## Supplied records
◇ ◇ ◇ ◇ ◇ ◇ ◇
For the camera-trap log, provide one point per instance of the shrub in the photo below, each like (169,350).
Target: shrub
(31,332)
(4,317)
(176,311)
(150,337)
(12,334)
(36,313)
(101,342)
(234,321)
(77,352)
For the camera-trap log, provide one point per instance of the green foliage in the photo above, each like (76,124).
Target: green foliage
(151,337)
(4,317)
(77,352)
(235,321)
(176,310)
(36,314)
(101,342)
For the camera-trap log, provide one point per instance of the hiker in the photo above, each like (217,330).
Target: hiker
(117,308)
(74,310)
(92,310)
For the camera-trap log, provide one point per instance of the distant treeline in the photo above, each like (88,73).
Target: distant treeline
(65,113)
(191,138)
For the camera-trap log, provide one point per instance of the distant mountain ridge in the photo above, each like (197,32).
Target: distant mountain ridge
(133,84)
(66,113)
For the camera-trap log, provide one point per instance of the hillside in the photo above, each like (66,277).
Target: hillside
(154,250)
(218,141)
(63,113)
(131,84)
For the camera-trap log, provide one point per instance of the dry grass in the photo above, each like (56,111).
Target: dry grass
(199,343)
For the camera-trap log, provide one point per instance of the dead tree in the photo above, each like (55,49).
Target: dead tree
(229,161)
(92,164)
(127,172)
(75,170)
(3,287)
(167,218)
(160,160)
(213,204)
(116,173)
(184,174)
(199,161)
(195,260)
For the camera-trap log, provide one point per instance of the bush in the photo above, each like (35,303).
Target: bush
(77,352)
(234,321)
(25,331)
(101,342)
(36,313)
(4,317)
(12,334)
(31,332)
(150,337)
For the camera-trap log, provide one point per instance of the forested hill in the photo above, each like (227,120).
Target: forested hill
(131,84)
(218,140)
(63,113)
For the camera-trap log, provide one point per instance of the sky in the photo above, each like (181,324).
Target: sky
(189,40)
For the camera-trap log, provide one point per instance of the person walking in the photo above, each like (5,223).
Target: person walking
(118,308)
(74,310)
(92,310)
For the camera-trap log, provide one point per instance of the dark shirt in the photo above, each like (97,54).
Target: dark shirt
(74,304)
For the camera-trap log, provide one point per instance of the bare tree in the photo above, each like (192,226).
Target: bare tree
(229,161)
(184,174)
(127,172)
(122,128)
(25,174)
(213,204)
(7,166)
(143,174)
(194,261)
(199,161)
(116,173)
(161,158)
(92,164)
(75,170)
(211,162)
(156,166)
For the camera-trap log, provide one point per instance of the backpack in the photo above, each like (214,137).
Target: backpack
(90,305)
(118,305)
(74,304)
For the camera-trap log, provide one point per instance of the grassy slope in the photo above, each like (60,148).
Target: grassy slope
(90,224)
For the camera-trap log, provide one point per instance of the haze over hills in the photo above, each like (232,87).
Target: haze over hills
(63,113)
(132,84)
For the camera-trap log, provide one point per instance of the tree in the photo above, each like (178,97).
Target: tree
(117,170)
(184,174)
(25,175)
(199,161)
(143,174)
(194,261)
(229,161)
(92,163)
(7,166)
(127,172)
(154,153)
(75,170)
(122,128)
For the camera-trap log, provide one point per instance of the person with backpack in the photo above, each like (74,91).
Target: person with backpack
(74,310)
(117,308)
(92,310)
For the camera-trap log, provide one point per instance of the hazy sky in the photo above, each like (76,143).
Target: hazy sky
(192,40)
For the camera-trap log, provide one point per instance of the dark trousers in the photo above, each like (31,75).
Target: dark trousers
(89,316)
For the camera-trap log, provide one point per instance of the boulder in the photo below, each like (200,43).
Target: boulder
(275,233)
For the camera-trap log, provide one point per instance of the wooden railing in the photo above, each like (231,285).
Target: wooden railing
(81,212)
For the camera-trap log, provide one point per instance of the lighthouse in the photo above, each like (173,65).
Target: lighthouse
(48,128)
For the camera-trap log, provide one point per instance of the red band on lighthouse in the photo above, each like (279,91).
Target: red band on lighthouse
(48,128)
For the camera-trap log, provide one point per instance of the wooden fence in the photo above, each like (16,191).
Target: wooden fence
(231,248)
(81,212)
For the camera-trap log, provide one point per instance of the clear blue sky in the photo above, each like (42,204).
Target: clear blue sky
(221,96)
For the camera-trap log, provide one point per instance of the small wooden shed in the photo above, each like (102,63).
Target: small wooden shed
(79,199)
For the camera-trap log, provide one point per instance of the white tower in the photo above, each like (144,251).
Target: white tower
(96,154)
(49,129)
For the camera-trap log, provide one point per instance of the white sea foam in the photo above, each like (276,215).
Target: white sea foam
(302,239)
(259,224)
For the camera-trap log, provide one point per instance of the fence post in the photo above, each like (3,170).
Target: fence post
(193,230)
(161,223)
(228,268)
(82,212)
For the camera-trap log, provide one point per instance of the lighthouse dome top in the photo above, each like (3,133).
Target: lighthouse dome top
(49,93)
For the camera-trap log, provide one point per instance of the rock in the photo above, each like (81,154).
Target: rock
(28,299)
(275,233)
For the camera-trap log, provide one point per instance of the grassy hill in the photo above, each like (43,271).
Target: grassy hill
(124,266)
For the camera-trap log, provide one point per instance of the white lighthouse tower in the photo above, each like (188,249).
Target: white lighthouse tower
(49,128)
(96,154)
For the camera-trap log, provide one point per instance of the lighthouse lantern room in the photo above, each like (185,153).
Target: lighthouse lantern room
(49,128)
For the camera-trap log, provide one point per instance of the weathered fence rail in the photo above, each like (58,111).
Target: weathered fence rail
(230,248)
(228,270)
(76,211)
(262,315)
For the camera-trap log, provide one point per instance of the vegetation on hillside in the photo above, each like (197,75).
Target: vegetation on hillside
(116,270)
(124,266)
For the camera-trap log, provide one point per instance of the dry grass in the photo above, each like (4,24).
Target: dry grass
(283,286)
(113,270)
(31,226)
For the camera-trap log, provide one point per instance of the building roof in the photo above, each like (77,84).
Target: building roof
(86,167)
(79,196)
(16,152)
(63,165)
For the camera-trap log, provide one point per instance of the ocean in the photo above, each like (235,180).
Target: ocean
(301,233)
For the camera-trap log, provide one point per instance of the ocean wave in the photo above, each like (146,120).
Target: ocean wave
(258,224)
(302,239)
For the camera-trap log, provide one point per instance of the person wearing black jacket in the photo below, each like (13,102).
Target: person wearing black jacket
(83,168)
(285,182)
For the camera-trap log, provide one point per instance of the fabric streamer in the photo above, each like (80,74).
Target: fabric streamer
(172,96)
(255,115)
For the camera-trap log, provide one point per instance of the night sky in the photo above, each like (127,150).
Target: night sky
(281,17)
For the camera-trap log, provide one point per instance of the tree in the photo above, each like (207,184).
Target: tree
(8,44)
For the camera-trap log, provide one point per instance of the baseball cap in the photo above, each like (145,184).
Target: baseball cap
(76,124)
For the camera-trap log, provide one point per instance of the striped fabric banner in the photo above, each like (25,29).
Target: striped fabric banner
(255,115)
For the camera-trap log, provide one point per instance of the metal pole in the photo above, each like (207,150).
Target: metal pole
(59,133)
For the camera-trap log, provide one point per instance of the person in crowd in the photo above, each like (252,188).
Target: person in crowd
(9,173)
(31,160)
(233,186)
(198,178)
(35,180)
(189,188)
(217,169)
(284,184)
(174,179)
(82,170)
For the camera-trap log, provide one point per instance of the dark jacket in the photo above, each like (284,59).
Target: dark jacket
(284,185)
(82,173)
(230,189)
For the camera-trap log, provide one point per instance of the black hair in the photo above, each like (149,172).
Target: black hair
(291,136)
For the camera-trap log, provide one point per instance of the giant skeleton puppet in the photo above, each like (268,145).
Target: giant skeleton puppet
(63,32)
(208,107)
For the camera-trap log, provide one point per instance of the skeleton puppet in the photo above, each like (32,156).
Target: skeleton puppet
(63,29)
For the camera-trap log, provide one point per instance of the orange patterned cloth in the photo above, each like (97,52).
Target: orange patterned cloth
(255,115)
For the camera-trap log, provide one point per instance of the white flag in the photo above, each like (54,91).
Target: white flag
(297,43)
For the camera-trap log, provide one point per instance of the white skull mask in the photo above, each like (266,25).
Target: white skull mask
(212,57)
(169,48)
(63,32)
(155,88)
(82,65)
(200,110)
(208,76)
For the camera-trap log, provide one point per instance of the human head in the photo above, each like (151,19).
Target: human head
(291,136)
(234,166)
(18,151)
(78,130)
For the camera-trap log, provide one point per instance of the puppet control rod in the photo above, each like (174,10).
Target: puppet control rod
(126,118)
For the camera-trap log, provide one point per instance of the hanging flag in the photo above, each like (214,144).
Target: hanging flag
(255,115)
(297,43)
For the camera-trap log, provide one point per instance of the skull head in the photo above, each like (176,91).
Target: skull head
◇ ◇ ◇ ◇ ◇ ◇ ◇
## Written exercise
Take the line holding "each like (284,59)." and all lines after it through the end of the data, and set them down exactly.

## Task output
For the camera-trap log, provide one point per instance of the dark jacket in the photo above, each like (284,59).
Target: dark jacket
(284,185)
(82,173)
(230,189)
For the camera-trap log, provide one point per instance of the black hair in the photo above, each like (149,172).
Target: black hair
(291,136)
For the camera-trap log, provide one point per instance of the giant skeleton puppet in the photo above, each like (268,145).
Target: giant skeleton puppet
(63,32)
(208,107)
For the camera-trap log, provide one point per instance of the skeleton puppet in the photo above, each like (32,156).
Target: skeleton puppet
(63,29)
For the camera-trap log, provide one point per instance of the orange patterned cloth in the photo above, each like (97,52).
Target: orange patterned cloth
(255,115)
For the camera-trap log, provide one point per instance of the white flag in the photo above, each like (54,91).
Target: white flag
(297,43)
For the camera-trap log, provide one point per instance of the white skull mask in the photo above, each like (266,25).
Target: white skull mask
(212,57)
(169,48)
(63,32)
(155,88)
(82,65)
(200,110)
(208,76)
For the camera-trap log, provide one point per instance of the human head in the photo above, each like (151,19).
Target: human head
(291,136)
(234,166)
(18,151)
(78,130)
For the camera-trap log, provide one point per instance of the puppet control rod in the photo above, each like (174,10).
Target: puppet control rod
(126,118)
For the camera-trap log, provide one point per instance of the hanging flag in the photo above, each like (214,144).
Target: hanging flag
(255,115)
(297,43)
For the camera-trap log, provide one point per instance of the skull head in the photo above, each like (176,91).
Target: skull head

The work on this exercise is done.